__EXTRACT__:
┏━━
It's Time for ID Verification on Social Media | Opinion

The torrent of racial abuse targeted at England's Black players has led to some—guided by media personality Katie Price—to call for ID verification when using social media. The petition is already on its way to a million signatures, showing that the idea is popular.

The U.K. government already rejected the proposal. Even if it isn't a legal requirement, I want to see social media sites improving security and safety as part of their maturation into important public spaces. These are the steps that my industry, e-commerce (including peer-to-peer "social" sites like eBay), took years ago. Without these steps, many wouldn't be comfortable using e-commerce sites. Social media websites now need to do the same.

The internet is young, and is still very much a work-in-progress. Part of that progress is increasing security and standards so that they are safe spaces for everyone. Just as an e-commerce transaction cannot be anonymous because there is money involved, social media shouldn't be anonymous because there is personal safety and societal resilience at stake.

I remember in 2002, hesitating to put my card details into the Amazon site. I am sure many will be just as hesitant to scan their passports or driving licenses to log in to Facebook or Twitter.

That hesitation is understandable, but just as verification and security protected e-commerce from fraudsters, social media can be cleansed of trolls.

Ultimately social media is more similar to e-commerce than many realize. It is a marketplace of ideas, rather than products. If you want to trade in that marketplace, you shouldn't demand anonymity during the transaction—unless you are up to no good.

This may be seen as an infringement on civil liberties, or as the government stated in its response, something that will "interfere with freedom of expression," but many of the worst trolls are, according to English football manager Gareth Southgate, in fact foreign bots. It isn't beyond the realm of possibility—or even probability—that foreign actors would seek to create social divisions in England and elsewhere through abusing the freedom of expression that social media provides.

Social Network applications
Social network applications appear on a smartphone. ERIC BARADAT/AFP via Getty Images

ID checks would eliminate foreign bots and trolls overnight, simply because, even when there are individuals behind this automated activity, they are coordinating a huge number of accounts. Surely this one-off admin task is a small price to pay for us all—football stars and everyone else—to enjoy troll-free social media?

We wouldn't even need to share our ID with the social media sites themselves—many users (perhaps ironically) don't trust Big Tech, and have been subject to data leaks in the past.

Fortunately, there are many eKYC, or electronic Know Your Customer, companies who are in the business of securely and swiftly verifying IDs remotely as part of account opening with banks or stock brokers, just as there are payment gateways like PayPal who allow us to safely trade with companies we don't know or trust.

They would be, I am sure, more than happy to provide their services to social media. They also offer a "burn after verifying" process so there is not even a concern of future data leaks compromising individuals' IDs.

For those individuals without access to ID documents (who the U.K. government was alluding to when referring to the impact on "vulnerable users" of ID verification) they could be offered a limited social media experience where they can only DM or comment on posts of friends and family, and not on public figure profiles.

It is not a God-given right to send your thoughts directly to a footballer's personal iPhone. Those unable or unwilling to identify themselves can continue to use social media to contact family and friends, and access information on their local communities or schools.

This would be the equivalent to freely (and anonymously) browsing an e-commerce site. It is only when someone wants to enter a transaction (equivalent in social media terms to engaging with a public figure in debate) that they must go through checks and balances.

Social media sites have proven that they can all but eliminate harmful content like COVID misinformation. There also doesn't seem to be the same pressure on them to remove racism from their platforms. It doesn't take a particularly sophisticated algorithm to know that if an account is commenting with 20 monkey emojis on a Black footballer's status that they are trolling and their comment should be blocked.

But in the absence of algorithmic solutions, perhaps it is time for us to put our name on our comments and DMs. And if we are more comfortable in the shadows, perhaps we should be relocating to those sites like Gab and Discord who welcome trolls and neo-Nazis, but not star footballers.

Dominic Wells is CEO of Onfolio, a platform to enable investors to profit from online businesses.

The views expressed in this article are the writer's own.
┗━━
In the opinion piece above, what does eKYC stand for?

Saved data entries
┏━━
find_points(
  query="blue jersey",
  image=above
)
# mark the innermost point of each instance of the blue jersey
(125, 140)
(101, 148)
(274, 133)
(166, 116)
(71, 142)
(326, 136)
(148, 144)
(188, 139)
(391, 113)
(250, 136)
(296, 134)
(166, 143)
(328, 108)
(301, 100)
┗━━
__SOLUTION__: Electronic Know Your Customer.